(Image point annotation entries)

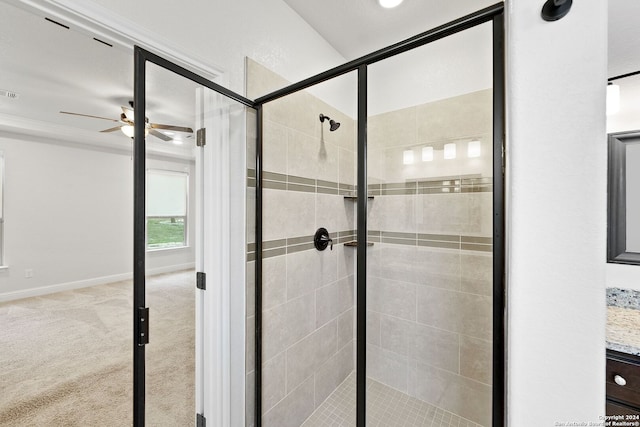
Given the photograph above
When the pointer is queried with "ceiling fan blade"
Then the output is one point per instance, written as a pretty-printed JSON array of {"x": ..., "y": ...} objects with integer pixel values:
[
  {"x": 160, "y": 135},
  {"x": 111, "y": 129},
  {"x": 88, "y": 115},
  {"x": 170, "y": 127}
]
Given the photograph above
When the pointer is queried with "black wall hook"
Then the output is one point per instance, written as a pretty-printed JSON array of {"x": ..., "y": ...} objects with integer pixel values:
[{"x": 555, "y": 9}]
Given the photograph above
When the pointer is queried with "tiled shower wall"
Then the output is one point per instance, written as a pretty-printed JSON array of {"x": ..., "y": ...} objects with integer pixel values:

YOUR GOAL:
Write out all the entries again, with every "photograph" changed to "image" and everything else unchanged. Omit the pictures.

ANSWER TO THIS EXERCISE:
Given the image above
When the pointer is queried with "ceiling fan blade"
Then the output is one point per instance, written as a pretty-printed JSON array of {"x": ..., "y": ...} objects with integer pixel values:
[
  {"x": 160, "y": 135},
  {"x": 111, "y": 129},
  {"x": 88, "y": 115},
  {"x": 170, "y": 127}
]
Given the image above
When the pointer is queried with "black wall hook"
Then the output is one point per instance, written as a pretty-printed JSON array of {"x": ..., "y": ...} objects with integer pixel values:
[{"x": 555, "y": 9}]
Given the image above
When the pointer is queried with "tiled shower wall"
Then the output is one point per instance, written as a pretty-printed JSON array of {"x": ..., "y": ...} objects with integer pixel values:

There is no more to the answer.